▸ **What the exercise asks**:
The answer must be every line of the data that holds the word "coordinates".
· · ·
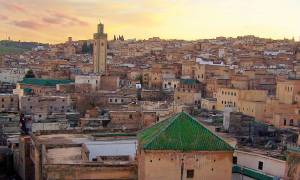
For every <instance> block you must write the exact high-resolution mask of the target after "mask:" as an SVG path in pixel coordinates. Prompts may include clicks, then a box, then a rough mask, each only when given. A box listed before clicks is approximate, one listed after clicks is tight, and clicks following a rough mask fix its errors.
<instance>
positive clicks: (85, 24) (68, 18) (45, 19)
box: [42, 11, 88, 26]
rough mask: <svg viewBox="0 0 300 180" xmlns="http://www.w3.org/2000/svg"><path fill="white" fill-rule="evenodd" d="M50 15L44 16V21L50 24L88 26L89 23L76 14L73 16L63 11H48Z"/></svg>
mask: <svg viewBox="0 0 300 180" xmlns="http://www.w3.org/2000/svg"><path fill="white" fill-rule="evenodd" d="M48 12H49V15H47V16H46V17H44V18H42V21H43V22H45V23H48V24H65V25H70V26H78V25H79V26H87V25H88V23H87V22H85V21H83V20H80V19H79V18H77V17H75V16H71V15H68V14H65V13H61V12H52V11H48Z"/></svg>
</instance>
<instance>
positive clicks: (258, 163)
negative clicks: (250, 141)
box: [258, 161, 264, 170]
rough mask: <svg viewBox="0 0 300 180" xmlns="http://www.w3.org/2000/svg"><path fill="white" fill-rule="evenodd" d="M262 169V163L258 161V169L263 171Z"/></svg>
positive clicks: (259, 161) (263, 166)
mask: <svg viewBox="0 0 300 180" xmlns="http://www.w3.org/2000/svg"><path fill="white" fill-rule="evenodd" d="M263 168H264V163H263V162H261V161H258V169H259V170H263Z"/></svg>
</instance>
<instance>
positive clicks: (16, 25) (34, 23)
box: [12, 20, 43, 30]
mask: <svg viewBox="0 0 300 180" xmlns="http://www.w3.org/2000/svg"><path fill="white" fill-rule="evenodd" d="M12 24H13V25H15V26H17V27H21V28H26V29H32V30H37V29H39V28H41V27H42V26H43V25H42V24H40V23H37V22H35V21H32V20H21V21H13V22H12Z"/></svg>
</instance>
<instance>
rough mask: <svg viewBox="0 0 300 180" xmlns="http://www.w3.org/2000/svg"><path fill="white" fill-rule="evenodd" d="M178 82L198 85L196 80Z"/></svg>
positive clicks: (186, 83)
mask: <svg viewBox="0 0 300 180" xmlns="http://www.w3.org/2000/svg"><path fill="white" fill-rule="evenodd" d="M180 82H181V83H183V84H190V85H191V84H198V83H199V81H198V80H196V79H180Z"/></svg>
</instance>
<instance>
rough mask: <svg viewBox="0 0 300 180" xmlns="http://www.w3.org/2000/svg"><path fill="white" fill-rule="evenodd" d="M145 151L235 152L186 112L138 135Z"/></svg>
mask: <svg viewBox="0 0 300 180" xmlns="http://www.w3.org/2000/svg"><path fill="white" fill-rule="evenodd" d="M138 139H139V143H140V146H141V147H142V148H143V149H145V150H177V151H184V152H187V151H233V150H234V149H233V148H232V147H231V146H230V145H229V144H227V143H226V142H225V141H224V140H222V139H221V138H220V137H218V136H216V135H215V134H214V133H212V132H211V131H210V130H208V129H207V128H205V127H204V126H203V125H202V124H200V123H199V122H198V121H197V120H195V119H194V118H193V117H192V116H190V115H189V114H187V113H185V112H181V113H178V114H177V115H175V116H173V117H171V118H168V119H167V120H164V121H161V122H159V123H157V124H155V125H154V126H152V127H149V128H147V129H145V130H143V131H142V132H141V133H139V134H138Z"/></svg>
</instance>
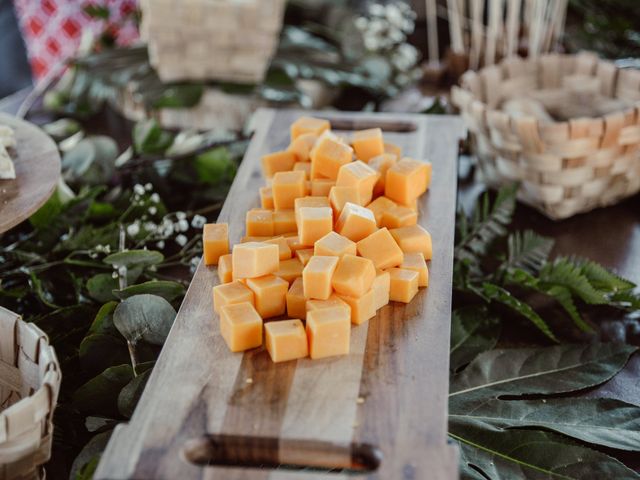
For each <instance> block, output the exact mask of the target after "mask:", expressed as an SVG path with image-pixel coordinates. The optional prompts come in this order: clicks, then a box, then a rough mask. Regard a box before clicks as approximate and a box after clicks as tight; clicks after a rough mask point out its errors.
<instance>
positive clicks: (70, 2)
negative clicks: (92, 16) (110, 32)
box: [15, 0, 138, 82]
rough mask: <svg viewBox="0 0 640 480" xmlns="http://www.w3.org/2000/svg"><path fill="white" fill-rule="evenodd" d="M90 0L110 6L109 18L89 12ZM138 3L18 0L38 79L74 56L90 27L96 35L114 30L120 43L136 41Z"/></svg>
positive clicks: (34, 76) (16, 2)
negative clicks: (83, 33) (81, 37)
mask: <svg viewBox="0 0 640 480" xmlns="http://www.w3.org/2000/svg"><path fill="white" fill-rule="evenodd" d="M89 3H90V4H94V5H97V6H101V7H102V6H104V7H108V8H109V11H110V17H109V20H100V19H94V18H91V17H90V16H89V15H87V14H86V13H85V12H84V7H85V6H86V5H87V4H89ZM136 4H137V0H100V1H99V2H98V1H93V2H88V1H87V0H15V7H16V14H17V16H18V21H19V23H20V29H21V30H22V35H23V37H24V40H25V44H26V45H27V53H28V55H29V61H30V62H31V69H32V70H33V77H34V80H35V81H36V82H37V80H38V79H40V78H43V77H45V76H46V75H47V74H48V73H49V72H51V71H52V70H55V69H56V68H57V66H58V65H59V64H60V63H61V62H65V61H66V60H67V59H69V58H70V57H72V56H73V55H74V54H75V53H76V51H77V49H78V46H79V45H80V39H81V37H82V32H83V31H85V30H86V29H90V30H91V31H93V32H94V33H95V34H96V36H98V35H100V34H101V33H102V32H104V31H105V30H111V31H112V32H114V33H116V35H115V36H116V39H117V43H118V44H119V45H128V44H130V43H131V42H133V41H134V40H136V39H137V38H138V30H137V27H136V25H135V24H134V22H133V21H131V20H130V14H131V12H133V11H134V10H135V9H136Z"/></svg>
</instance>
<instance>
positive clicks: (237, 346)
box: [220, 302, 262, 352]
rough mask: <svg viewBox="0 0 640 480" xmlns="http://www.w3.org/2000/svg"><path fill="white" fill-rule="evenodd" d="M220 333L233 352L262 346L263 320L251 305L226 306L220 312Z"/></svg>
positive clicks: (234, 305)
mask: <svg viewBox="0 0 640 480" xmlns="http://www.w3.org/2000/svg"><path fill="white" fill-rule="evenodd" d="M220 333H221V334H222V338H224V341H225V342H226V343H227V346H228V347H229V350H231V351H232V352H242V351H244V350H249V349H250V348H256V347H259V346H260V345H262V319H261V318H260V315H258V312H256V309H255V308H254V307H253V305H251V304H250V303H246V302H245V303H236V304H233V305H225V306H224V307H222V308H221V310H220Z"/></svg>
· · ·
▸ **Response**:
For every <instance> block you must write the exact high-resolution mask of the target after "mask:" as an SVG path in pixel coordinates. Prompts may include clicks, then a box, then a rough mask, each only when given. A box listed before clicks is approximate, one listed after clicks is tight, and clicks following a rough mask fix its errors.
For each <instance> block, output the exact mask of the target after "mask:", expressed as an SVG path with image-pixel coordinates. The optional prompts come in this order: clicks, then a box, then a rough mask. Regard a box before clicks as approximate and a box after clicks as tight; clicks after a rough mask point out its errors.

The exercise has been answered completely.